Quellenauszug —
»»

Die Legende von der einen Urkatastrophe

Dieser Tage erinnert sich Europa an den Ausbruch des Ersten Weltkriegs vor einhundert Jahren. In Deutschland gilt der Krieg gemeinhin als »Urkatastrophe des 20. Jahrhunderts«. Der Historiker Thomas Weber erinnert auf den folgenden Seiten daran, dass es auch andere Ursachen für die verhängnisvollen Entwicklungen nach 1914 gab.

Thomas Weber15.08.2014

Nur in Deutschland ist das Wort in aller Munde: Diplomaten, Historiker, Bischöfe, Publizisten und Ausstellungsmacher überbieten sich derzeit mit der Charakterisierung des Ersten Weltkriegs als „Ur-Katastrophe“ – ein Begriff, von dem zwar manche wissen, dass er von George F. Kennan stammt, aber kaum einer, dass er ihn nur in einer Spezialstudie über die französisch-russischen Beziehungen gebraucht hat.

««

Gestellte Aufgabe 1 —
Gib aus dem Quellenauszug über die „Urkatastrophe“ alles ab „Die Legende von“ bis hin zu „Beziehungen gebraucht hat.“ wortgetreu aus.
Gestellte Aufgabe 2 —
Führe den Text über den Ersten Weltkrieg als „Urkatastrophe“ im Anschluss an seinen letzten Satz weiter.

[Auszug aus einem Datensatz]
»»

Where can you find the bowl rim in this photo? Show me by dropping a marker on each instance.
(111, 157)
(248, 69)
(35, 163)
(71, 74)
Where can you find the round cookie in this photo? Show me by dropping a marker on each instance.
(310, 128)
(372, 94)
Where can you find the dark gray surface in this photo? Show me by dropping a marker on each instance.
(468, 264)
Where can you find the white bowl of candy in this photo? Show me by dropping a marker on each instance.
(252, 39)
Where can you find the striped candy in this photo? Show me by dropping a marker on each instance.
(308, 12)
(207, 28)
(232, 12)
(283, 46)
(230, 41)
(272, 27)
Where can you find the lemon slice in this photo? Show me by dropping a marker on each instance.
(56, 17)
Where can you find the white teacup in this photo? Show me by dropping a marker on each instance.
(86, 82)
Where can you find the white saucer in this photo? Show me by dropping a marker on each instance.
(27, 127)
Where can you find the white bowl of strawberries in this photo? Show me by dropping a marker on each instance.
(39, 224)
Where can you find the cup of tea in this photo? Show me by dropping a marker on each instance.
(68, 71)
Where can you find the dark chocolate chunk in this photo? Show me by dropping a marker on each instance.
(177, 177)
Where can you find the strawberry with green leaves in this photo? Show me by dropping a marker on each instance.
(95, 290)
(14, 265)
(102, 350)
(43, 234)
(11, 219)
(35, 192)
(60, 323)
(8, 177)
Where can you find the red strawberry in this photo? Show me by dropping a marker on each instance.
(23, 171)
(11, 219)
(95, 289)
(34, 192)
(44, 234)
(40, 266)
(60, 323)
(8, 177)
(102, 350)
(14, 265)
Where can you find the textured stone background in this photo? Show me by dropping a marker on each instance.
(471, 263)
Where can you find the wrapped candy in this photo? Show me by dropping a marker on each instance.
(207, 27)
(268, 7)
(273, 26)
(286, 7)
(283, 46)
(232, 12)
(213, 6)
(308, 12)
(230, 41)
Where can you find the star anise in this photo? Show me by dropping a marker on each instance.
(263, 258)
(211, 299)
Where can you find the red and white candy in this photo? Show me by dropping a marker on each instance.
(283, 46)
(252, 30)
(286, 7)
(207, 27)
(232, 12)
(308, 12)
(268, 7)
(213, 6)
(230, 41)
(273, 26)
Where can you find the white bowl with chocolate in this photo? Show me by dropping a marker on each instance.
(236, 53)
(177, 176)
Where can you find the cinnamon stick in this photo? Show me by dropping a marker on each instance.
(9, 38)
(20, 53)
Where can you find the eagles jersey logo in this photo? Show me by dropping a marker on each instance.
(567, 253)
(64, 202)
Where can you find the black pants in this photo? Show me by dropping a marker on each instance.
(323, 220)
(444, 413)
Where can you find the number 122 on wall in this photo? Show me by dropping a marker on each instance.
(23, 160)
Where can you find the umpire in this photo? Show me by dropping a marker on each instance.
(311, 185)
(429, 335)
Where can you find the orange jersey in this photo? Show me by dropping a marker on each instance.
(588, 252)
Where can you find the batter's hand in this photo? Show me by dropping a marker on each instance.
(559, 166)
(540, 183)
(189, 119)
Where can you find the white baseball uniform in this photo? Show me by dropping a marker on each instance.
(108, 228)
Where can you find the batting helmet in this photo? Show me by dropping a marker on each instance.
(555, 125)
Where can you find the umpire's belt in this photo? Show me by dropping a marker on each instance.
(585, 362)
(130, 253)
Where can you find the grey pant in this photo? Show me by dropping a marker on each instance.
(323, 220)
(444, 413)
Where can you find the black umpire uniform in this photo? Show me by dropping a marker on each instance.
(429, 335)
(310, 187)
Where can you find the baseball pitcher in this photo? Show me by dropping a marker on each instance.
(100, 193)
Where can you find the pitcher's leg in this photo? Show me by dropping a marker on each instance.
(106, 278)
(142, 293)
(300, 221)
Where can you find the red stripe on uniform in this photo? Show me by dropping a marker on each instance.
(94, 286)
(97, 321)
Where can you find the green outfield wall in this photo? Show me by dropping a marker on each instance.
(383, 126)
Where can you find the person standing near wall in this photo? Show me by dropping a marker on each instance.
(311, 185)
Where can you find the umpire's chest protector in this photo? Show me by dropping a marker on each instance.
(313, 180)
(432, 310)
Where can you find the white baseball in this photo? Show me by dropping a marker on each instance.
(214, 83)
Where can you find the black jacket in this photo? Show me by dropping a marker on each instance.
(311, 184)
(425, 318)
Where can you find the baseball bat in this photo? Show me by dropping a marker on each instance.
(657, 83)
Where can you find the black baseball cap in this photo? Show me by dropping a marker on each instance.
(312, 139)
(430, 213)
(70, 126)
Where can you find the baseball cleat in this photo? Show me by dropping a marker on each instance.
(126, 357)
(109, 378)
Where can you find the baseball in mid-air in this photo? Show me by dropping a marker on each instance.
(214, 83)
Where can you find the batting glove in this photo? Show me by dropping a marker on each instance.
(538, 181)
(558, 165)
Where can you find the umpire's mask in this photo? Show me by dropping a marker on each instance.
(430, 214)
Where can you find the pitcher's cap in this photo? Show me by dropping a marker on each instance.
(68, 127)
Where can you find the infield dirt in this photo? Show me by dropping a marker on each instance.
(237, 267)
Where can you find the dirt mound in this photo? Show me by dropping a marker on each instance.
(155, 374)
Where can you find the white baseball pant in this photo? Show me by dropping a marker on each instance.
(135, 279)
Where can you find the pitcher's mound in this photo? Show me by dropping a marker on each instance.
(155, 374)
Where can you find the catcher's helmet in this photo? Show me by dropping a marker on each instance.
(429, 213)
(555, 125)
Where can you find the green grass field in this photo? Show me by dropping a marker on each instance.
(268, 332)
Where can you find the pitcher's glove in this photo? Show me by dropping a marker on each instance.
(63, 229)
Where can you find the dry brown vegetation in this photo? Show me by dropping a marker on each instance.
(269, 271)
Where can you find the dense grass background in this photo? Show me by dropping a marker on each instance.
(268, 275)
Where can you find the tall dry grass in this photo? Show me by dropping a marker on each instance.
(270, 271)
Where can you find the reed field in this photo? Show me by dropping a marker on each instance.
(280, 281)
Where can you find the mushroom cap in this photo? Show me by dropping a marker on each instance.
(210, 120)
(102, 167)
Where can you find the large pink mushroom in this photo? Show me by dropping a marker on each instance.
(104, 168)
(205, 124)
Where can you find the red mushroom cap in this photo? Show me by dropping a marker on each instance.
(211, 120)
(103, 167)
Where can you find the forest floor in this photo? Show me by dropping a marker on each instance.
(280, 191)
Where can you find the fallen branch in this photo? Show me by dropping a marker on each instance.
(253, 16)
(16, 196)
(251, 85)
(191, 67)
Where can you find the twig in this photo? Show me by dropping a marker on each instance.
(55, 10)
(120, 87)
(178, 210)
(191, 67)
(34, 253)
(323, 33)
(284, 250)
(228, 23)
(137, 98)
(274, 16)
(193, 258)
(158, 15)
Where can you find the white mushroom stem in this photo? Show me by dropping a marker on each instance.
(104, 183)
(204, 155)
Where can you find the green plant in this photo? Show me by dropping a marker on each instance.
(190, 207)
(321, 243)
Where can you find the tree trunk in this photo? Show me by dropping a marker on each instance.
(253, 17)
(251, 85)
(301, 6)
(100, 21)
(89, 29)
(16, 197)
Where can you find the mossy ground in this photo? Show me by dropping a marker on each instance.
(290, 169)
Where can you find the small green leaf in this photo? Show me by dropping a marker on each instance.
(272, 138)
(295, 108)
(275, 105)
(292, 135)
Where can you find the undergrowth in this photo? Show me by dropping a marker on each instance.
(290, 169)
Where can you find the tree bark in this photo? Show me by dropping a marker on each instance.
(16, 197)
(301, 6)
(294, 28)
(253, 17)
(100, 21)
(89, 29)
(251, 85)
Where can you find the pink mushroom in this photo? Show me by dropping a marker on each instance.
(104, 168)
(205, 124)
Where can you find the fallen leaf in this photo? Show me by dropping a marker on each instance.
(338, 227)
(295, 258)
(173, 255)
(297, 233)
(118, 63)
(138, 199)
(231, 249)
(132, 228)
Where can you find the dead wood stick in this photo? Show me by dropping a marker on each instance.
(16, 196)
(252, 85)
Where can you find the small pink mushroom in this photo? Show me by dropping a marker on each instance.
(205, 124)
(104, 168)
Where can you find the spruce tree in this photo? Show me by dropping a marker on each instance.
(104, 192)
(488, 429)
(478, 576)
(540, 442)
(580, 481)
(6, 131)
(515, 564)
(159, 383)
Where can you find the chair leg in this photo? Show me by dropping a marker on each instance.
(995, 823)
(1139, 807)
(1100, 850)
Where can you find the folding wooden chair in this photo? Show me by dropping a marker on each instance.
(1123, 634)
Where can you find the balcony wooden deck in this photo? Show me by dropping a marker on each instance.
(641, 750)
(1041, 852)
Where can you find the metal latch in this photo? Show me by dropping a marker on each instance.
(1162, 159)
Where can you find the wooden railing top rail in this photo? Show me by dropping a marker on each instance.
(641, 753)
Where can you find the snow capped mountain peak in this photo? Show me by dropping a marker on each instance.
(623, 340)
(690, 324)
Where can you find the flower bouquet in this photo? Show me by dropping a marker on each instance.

««

Ergebnis der Aufgabe 1 —
Die Legende von der einen Urkatastrophe

Dieser Tage erinnert sich Europa an den Ausbruch des Ersten Weltkriegs vor einhundert Jahren. In Deutschland gilt der Krieg gemeinhin als »Urkatastrophe des 20. Jahrhunderts«. Der Historiker Thomas Weber erinnert auf den folgenden Seiten daran, dass es auch andere Ursachen für die verhängnisvollen Entwicklungen nach 1914 gab.

Thomas Weber15.08.2014

Nur in Deutschland ist das Wort in aller Munde: Diplomaten, Historiker, Bischöfe, Publizisten und Ausstellungsmacher überbieten sich derzeit mit der Charakterisierung des Ersten Weltkriegs als „Ur-Katastrophe“ – ein Begriff, von dem zwar manche wissen, dass er von George F. Kennan stammt, aber kaum einer, dass er ihn nur in einer Spezialstudie über die französisch-russischen Beziehungen gebraucht hat.

Ergebnis der Aufgabe 2 —
Und so ergibt eine Nachrichtenrecherche bei Google wenige Tage vor dem hundertsten Jahrestag des Weltkriegsausbruchs etwa 2800 Artikel, in denen „Urkatastrophe“ vorkommt. Eine Suche nach dem englischen Begriff „seminal catastrophe“ bringt hingegen nur 38 Ergebnisse hervor. Und lediglich zwei französischsprachige Artikel verweisen unter „catastrophe originelle“ auf Kennan. Überdies wird in einem Teil der englisch- und französischsprachigen Artikel nur deshalb Kennans Begriff gebraucht, weil hier deutsche Quellen zitiert werden.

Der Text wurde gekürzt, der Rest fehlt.